ENTRIES PROVIDED:

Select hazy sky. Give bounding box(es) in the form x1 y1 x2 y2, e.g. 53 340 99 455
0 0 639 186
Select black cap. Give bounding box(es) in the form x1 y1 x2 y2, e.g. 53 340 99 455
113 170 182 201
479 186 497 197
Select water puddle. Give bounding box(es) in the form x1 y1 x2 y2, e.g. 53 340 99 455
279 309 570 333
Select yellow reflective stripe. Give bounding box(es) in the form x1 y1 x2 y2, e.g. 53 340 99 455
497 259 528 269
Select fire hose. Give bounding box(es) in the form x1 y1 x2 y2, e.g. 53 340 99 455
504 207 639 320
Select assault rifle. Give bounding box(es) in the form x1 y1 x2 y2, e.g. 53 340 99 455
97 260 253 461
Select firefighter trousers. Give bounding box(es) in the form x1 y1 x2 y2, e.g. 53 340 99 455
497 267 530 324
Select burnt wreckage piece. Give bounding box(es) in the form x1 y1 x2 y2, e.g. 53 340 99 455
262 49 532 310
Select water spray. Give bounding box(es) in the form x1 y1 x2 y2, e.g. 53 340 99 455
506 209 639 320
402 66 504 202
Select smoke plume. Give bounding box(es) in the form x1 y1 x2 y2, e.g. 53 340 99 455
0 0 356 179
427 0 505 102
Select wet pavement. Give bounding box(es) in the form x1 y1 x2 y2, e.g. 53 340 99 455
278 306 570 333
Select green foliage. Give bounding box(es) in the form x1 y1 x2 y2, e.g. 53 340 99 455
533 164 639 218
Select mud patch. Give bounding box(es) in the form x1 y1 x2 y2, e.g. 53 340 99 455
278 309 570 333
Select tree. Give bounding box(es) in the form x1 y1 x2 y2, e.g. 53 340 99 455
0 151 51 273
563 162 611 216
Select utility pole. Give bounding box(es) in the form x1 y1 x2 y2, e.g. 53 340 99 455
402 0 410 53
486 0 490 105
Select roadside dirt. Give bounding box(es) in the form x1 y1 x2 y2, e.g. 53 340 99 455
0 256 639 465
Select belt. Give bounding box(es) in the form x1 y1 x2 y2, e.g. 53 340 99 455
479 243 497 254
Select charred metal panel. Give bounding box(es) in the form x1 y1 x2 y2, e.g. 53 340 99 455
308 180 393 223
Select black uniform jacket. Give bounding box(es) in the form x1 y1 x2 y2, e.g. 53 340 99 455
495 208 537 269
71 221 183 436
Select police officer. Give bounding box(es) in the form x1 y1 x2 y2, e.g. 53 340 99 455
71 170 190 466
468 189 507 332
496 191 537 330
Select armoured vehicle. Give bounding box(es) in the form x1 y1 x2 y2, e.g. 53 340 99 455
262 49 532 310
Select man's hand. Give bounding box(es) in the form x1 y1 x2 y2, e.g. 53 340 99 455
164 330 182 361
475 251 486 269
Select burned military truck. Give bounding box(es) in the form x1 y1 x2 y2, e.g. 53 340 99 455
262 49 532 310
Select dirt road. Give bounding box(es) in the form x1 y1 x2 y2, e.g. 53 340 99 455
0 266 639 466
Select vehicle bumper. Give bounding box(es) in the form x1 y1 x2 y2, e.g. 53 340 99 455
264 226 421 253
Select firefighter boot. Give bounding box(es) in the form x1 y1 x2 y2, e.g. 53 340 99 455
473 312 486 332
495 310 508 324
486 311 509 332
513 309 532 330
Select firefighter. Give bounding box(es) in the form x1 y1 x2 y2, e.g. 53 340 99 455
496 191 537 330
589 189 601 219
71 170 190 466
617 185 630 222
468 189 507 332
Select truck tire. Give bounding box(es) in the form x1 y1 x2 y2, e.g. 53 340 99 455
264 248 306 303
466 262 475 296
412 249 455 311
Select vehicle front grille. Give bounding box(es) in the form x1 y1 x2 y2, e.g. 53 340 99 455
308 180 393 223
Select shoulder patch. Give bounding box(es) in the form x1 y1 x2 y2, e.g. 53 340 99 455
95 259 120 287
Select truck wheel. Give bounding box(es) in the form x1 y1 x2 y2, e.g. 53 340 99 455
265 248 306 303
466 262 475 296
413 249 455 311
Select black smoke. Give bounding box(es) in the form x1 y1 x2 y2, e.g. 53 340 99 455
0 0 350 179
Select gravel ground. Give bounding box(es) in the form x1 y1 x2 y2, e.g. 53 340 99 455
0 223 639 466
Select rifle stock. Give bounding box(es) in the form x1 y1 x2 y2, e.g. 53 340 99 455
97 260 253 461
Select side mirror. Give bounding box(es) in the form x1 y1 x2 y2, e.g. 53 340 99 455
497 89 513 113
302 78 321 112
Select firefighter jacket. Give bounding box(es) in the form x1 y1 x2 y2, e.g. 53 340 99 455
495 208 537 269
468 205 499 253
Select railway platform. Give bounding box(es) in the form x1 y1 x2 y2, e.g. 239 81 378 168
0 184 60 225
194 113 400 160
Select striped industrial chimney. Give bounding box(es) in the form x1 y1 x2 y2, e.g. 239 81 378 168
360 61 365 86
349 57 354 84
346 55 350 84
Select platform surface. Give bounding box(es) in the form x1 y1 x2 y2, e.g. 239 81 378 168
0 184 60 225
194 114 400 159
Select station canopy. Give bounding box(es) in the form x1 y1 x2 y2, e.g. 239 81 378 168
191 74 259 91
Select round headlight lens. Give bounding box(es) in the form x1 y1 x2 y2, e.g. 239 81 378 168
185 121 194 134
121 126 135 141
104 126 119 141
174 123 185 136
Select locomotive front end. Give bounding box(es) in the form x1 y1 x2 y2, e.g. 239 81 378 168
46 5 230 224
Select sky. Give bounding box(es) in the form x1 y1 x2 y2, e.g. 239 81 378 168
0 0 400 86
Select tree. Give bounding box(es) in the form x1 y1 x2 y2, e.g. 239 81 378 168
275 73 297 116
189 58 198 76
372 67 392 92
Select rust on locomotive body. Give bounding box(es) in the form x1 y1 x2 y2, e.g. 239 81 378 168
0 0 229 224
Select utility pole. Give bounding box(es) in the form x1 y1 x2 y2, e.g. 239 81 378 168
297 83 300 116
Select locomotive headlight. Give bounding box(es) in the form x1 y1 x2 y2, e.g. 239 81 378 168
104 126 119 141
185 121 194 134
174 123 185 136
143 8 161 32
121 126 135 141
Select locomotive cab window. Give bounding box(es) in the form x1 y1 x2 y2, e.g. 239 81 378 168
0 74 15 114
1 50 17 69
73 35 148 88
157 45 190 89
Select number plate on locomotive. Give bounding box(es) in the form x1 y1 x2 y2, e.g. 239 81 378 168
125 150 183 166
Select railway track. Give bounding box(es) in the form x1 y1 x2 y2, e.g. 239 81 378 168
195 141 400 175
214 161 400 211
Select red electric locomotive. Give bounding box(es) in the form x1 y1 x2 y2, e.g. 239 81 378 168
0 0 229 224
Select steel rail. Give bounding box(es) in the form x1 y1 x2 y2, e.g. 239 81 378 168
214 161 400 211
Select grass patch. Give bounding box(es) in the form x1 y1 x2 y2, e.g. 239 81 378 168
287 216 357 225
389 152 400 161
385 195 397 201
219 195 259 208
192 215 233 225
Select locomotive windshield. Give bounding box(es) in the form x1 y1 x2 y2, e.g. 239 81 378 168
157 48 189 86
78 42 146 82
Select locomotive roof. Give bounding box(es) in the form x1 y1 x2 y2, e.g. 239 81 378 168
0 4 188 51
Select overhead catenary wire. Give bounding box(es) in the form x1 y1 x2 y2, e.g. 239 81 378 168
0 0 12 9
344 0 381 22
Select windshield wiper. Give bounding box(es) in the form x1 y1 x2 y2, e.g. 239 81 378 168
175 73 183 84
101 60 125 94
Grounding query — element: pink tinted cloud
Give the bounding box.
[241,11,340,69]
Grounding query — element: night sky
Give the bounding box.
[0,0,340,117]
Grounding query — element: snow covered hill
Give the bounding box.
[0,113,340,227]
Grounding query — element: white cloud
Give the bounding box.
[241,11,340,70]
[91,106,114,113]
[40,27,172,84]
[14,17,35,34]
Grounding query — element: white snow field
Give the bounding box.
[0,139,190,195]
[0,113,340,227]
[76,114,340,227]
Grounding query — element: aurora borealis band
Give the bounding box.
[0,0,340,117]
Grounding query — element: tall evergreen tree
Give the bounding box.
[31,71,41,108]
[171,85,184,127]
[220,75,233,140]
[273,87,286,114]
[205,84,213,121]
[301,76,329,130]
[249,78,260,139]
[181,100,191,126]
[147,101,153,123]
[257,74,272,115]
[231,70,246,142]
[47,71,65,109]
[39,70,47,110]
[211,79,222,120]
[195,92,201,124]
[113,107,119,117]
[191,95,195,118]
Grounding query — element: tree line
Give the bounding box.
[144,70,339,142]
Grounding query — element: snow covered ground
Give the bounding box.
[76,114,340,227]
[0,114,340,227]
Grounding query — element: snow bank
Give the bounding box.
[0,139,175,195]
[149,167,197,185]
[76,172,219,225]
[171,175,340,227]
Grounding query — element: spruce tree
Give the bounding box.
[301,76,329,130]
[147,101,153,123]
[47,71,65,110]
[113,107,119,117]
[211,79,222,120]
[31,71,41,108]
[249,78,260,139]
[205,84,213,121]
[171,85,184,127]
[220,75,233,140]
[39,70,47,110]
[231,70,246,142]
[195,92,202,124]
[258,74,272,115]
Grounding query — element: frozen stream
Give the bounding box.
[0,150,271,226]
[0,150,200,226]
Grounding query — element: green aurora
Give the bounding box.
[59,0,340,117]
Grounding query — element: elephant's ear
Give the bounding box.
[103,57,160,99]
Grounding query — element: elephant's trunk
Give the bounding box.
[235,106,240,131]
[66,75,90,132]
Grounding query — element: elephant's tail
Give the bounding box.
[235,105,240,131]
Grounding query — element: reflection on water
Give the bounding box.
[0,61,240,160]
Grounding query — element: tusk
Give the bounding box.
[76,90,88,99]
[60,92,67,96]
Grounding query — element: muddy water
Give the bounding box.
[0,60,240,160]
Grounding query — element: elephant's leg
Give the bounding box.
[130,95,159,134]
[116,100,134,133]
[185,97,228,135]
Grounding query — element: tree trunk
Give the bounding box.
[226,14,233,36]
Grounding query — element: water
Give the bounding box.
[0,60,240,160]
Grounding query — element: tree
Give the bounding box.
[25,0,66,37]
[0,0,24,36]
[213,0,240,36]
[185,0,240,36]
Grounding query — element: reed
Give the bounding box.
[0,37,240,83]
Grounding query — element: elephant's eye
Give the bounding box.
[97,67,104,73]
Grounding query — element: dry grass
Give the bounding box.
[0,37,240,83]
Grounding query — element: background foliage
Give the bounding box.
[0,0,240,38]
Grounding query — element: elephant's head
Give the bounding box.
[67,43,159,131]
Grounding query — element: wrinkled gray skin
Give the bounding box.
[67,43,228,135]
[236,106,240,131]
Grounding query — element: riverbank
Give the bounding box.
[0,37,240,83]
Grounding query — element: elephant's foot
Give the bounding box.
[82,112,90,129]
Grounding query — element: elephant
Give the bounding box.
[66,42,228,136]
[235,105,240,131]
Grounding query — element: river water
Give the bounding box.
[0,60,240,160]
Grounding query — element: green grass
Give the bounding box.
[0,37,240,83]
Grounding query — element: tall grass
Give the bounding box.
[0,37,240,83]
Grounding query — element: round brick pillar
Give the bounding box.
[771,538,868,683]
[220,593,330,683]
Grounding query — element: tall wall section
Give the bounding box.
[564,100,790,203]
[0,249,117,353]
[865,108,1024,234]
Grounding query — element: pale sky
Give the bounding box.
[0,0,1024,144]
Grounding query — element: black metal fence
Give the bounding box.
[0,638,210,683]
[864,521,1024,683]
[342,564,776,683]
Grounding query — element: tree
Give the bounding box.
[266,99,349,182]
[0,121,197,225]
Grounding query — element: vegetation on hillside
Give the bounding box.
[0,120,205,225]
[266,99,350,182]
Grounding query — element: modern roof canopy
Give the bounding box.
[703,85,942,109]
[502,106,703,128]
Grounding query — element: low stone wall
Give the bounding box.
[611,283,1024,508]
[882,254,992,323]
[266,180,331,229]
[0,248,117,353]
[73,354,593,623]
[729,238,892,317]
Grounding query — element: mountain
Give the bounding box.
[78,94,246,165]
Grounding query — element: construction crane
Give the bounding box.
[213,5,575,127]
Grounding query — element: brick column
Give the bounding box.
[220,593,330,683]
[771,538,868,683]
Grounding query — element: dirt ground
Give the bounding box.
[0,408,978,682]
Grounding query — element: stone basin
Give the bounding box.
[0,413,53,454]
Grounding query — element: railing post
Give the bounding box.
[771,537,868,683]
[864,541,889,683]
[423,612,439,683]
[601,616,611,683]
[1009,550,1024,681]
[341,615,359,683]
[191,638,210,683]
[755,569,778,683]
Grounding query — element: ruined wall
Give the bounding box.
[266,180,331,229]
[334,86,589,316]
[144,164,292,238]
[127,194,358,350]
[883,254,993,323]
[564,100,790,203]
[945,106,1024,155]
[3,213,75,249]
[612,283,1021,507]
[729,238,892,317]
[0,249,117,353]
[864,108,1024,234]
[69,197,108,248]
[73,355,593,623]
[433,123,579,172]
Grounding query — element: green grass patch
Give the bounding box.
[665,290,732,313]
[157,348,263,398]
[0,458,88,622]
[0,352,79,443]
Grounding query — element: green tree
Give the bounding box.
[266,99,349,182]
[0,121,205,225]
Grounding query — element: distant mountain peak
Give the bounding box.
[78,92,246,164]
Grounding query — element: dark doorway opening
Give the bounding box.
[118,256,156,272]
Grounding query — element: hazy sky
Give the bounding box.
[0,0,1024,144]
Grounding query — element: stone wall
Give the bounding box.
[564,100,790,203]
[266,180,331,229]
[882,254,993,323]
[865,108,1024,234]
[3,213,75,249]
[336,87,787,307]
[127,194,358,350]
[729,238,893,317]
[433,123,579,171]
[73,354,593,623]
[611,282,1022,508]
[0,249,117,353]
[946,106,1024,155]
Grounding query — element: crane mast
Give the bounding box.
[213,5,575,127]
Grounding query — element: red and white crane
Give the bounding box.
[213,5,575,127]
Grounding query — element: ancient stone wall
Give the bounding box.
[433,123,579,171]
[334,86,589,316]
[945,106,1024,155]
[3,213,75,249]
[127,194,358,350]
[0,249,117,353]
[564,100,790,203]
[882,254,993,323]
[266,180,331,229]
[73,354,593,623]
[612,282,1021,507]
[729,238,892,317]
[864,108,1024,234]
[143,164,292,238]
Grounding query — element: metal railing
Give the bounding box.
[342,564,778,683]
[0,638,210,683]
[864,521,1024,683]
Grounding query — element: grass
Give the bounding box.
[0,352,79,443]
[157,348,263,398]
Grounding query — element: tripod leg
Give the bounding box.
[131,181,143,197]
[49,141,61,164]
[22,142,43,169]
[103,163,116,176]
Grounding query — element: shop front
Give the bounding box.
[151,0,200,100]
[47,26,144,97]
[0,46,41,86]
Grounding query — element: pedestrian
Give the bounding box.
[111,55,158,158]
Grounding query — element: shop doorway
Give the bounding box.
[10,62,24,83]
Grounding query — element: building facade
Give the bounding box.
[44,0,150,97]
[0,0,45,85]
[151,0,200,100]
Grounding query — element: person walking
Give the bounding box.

WHAT IS NEEDED: Beginning at the line containing "Grounding query — element: red", repeat each line exactly through the last line of the entries, and include no other lines.

THE SOLUTION:
Grounding query — element: red and white crane
Give the bounding box.
[213,5,575,127]
Grounding query — element: ancient stone wall
Give the bounding box.
[433,123,579,171]
[334,86,589,316]
[945,106,1024,155]
[3,213,75,249]
[127,194,358,350]
[0,249,117,353]
[564,100,790,203]
[882,254,993,323]
[266,180,331,229]
[73,354,593,623]
[612,282,1021,507]
[729,238,892,317]
[864,108,1024,234]
[143,164,292,238]
Grounding query — element: metal railing
Give the bounding box.
[342,564,778,683]
[0,638,210,683]
[864,521,1024,683]
Grounding query — element: grass
Give the bounding box.
[0,352,79,443]
[157,348,263,398]
Grounding query — element: tripod leg
Give the bounding box.
[131,181,143,197]
[49,141,61,164]
[22,142,43,169]
[103,163,116,176]
Grounding query — element: shop front
Give the bounding box.
[151,0,200,100]
[47,26,144,97]
[0,46,41,86]
Grounding query — element: pedestrian
Give the bounding box.
[111,55,158,158]
Grounding query — element: shop doorway
Give the bounding box.
[10,62,24,83]
Grounding query — element: building facade
Give the bounding box.
[44,0,150,97]
[0,0,45,85]
[151,0,200,100]
Grounding query — element: person walking
Give the bounding box.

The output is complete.